BEGIN Available records

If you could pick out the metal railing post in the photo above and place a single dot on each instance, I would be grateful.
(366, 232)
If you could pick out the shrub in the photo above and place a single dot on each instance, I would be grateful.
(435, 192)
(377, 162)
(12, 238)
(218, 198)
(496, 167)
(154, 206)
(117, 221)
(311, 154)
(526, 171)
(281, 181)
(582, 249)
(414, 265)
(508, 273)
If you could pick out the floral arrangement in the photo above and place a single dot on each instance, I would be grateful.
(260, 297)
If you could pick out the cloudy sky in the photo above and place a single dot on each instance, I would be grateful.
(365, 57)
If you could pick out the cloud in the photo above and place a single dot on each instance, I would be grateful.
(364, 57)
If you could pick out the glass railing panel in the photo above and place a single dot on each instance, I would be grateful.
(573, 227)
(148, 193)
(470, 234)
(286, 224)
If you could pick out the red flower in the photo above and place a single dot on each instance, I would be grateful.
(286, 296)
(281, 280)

END Available records

What is being asked:
Retype every record above exactly.

Exercise answer:
If you could pick out the metal railing post in the photo above and place a single dot on each instance, I would be grateful.
(366, 232)
If you could pick out the shrub in the photo above and place a single dot on each instance, I would be grateful.
(435, 192)
(377, 162)
(12, 238)
(218, 198)
(496, 167)
(154, 206)
(117, 221)
(311, 154)
(526, 171)
(281, 181)
(582, 249)
(414, 265)
(508, 273)
If you could pick out the floral arrangement in the photo above and place a single dot on each instance, I would be grateful.
(260, 297)
If you could pick out the cloudy sky in the photo above and place a single dot on each instance, I would be grateful.
(365, 57)
If you could pick out the cloud in the photo above and place a single dot on each instance, I would be grateful.
(364, 57)
If you could pick out the glass railing panel in the photo above and place a single dot on each instance, I would be grateful.
(573, 227)
(148, 193)
(470, 234)
(286, 224)
If you could pick out the red flower in the photo above and place a single dot on each instance, I would be grateful.
(286, 296)
(281, 280)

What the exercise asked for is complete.